** Start **

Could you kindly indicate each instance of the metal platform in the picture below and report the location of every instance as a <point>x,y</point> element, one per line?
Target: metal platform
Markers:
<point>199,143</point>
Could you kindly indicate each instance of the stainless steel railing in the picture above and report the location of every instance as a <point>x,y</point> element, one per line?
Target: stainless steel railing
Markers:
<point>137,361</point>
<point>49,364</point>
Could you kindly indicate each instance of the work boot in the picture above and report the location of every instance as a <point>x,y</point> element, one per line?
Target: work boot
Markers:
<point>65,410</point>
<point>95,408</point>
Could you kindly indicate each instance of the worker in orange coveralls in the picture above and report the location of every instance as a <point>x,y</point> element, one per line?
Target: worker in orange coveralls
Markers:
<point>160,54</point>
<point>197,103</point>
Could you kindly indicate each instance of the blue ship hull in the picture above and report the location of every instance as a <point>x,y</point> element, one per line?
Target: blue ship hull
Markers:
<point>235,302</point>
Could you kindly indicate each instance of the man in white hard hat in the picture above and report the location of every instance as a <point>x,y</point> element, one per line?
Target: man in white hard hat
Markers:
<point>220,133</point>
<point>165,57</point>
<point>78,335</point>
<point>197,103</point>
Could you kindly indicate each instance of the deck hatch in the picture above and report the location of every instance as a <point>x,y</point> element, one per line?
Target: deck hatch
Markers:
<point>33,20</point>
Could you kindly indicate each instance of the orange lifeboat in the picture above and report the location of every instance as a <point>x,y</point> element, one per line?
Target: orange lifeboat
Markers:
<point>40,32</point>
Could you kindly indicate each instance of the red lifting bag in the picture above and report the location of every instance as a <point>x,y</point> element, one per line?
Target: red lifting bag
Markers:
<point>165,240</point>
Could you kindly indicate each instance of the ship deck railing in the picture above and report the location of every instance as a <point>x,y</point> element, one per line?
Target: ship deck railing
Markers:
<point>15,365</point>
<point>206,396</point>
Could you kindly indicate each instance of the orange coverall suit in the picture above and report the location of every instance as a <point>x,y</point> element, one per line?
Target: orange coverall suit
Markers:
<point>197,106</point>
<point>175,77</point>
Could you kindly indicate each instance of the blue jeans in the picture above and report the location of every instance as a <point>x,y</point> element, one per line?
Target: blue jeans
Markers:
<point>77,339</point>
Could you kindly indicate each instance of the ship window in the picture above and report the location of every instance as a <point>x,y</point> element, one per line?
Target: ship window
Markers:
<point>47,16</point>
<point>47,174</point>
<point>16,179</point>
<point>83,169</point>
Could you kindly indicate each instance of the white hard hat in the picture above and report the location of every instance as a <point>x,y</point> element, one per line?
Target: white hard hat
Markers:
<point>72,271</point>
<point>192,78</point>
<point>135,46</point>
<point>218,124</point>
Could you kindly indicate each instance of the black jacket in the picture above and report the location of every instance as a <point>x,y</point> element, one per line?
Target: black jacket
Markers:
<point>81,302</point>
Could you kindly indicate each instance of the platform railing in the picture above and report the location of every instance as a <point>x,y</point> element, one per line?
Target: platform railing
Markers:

** End **

• Your goal:
Rewrite every line from the line with "Could you kindly indicate each instance of the worker" up to and including the line with "<point>33,20</point>", and shift each point coordinate in the answers by -26.

• Solution for this problem:
Could you kindly indicate each instance of the worker in orange coveralls in the picture above and report the location of every instance as a <point>x,y</point> element, one per line?
Target: worker in orange coveralls
Markers:
<point>134,28</point>
<point>171,77</point>
Could you kindly indicate each instance of the blue ship hull in the picture above and report the location of every instance as a <point>x,y</point> element, one per line?
Target: blue ship hull
Markers:
<point>209,276</point>
Could you kindly indicate each instance of the man in white hard hat in the picture above and report the location of every instance as a <point>x,y</point> element, one per line?
Target: man in white hard hat
Markers:
<point>194,107</point>
<point>139,31</point>
<point>52,309</point>
<point>171,77</point>
Could you kindly indicate each instance of the deck hatch in the picture above and report the location of every instance as a <point>x,y</point> element, one per line?
Target: deck hatch
Markers:
<point>7,-6</point>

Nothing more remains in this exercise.